### Task details
Write out each line below exactly as it appears.

### Supplied data
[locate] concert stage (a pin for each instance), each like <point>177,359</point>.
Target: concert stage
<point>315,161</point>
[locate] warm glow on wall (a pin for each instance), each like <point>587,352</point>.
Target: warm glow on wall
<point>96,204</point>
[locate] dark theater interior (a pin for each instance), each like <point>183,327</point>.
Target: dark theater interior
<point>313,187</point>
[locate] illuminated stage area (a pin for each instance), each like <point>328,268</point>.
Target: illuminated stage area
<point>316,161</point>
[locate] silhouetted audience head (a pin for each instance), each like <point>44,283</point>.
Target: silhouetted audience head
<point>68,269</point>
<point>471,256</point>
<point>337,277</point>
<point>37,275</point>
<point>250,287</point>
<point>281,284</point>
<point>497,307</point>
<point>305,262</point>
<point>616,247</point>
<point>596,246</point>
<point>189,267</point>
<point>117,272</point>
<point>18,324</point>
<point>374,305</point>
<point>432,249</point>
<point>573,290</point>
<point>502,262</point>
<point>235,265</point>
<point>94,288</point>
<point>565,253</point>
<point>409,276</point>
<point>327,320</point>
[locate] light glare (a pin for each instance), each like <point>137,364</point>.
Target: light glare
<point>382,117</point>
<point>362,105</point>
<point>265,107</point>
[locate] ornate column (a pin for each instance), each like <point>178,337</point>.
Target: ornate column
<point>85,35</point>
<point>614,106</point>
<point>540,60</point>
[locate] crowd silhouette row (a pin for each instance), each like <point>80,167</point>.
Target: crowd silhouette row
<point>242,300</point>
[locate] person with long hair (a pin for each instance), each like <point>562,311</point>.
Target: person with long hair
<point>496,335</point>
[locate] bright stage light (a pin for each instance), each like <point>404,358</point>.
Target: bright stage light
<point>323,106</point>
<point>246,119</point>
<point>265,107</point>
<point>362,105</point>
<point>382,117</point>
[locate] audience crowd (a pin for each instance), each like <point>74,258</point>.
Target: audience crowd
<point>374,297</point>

### Answer
[locate] concert stage (a pin for each instance), each like <point>177,359</point>.
Target: concert stage
<point>315,161</point>
[locate] warm glow on wall (a pin for each instance), each like <point>587,352</point>.
Target: warm glow on wall
<point>96,204</point>
[locate] dark theater interior (a pin for each instance), each like <point>183,327</point>.
Target: dark theater interior
<point>313,187</point>
[locate] illuminated stage area (a pin for each instance), each like <point>328,268</point>.
Target: illuminated stage area
<point>316,161</point>
[locate] silhouetted audience head (a pin for each instance), each like <point>44,283</point>.
Target: silhouetted audience head
<point>68,269</point>
<point>471,256</point>
<point>337,277</point>
<point>37,275</point>
<point>250,287</point>
<point>281,284</point>
<point>497,307</point>
<point>305,262</point>
<point>616,247</point>
<point>596,246</point>
<point>189,267</point>
<point>117,272</point>
<point>18,324</point>
<point>374,305</point>
<point>432,249</point>
<point>573,290</point>
<point>502,262</point>
<point>235,265</point>
<point>94,288</point>
<point>565,253</point>
<point>409,276</point>
<point>327,320</point>
[locate] light glare (a pin for each instance), each like <point>137,364</point>.
Target: light glare
<point>382,117</point>
<point>362,105</point>
<point>265,107</point>
[locate] ornate column (a pin for each instance), each like <point>178,337</point>.
Target: ornate column
<point>85,35</point>
<point>614,106</point>
<point>540,60</point>
[locate] crowd silhouette row (a pin for each instance), each like <point>80,167</point>.
Target: crowd silhouette row
<point>242,300</point>
[locate] person with long hair (a pin for each instance), each like <point>562,311</point>.
Target: person with long hair
<point>496,335</point>
[locate] bright stage light (a pin for each instance), each like <point>404,358</point>.
Target: bright stage light
<point>323,106</point>
<point>246,119</point>
<point>265,107</point>
<point>362,105</point>
<point>382,117</point>
[locate] audience crowd (a pin for each instance), each like <point>74,258</point>.
Target: audience crowd
<point>374,297</point>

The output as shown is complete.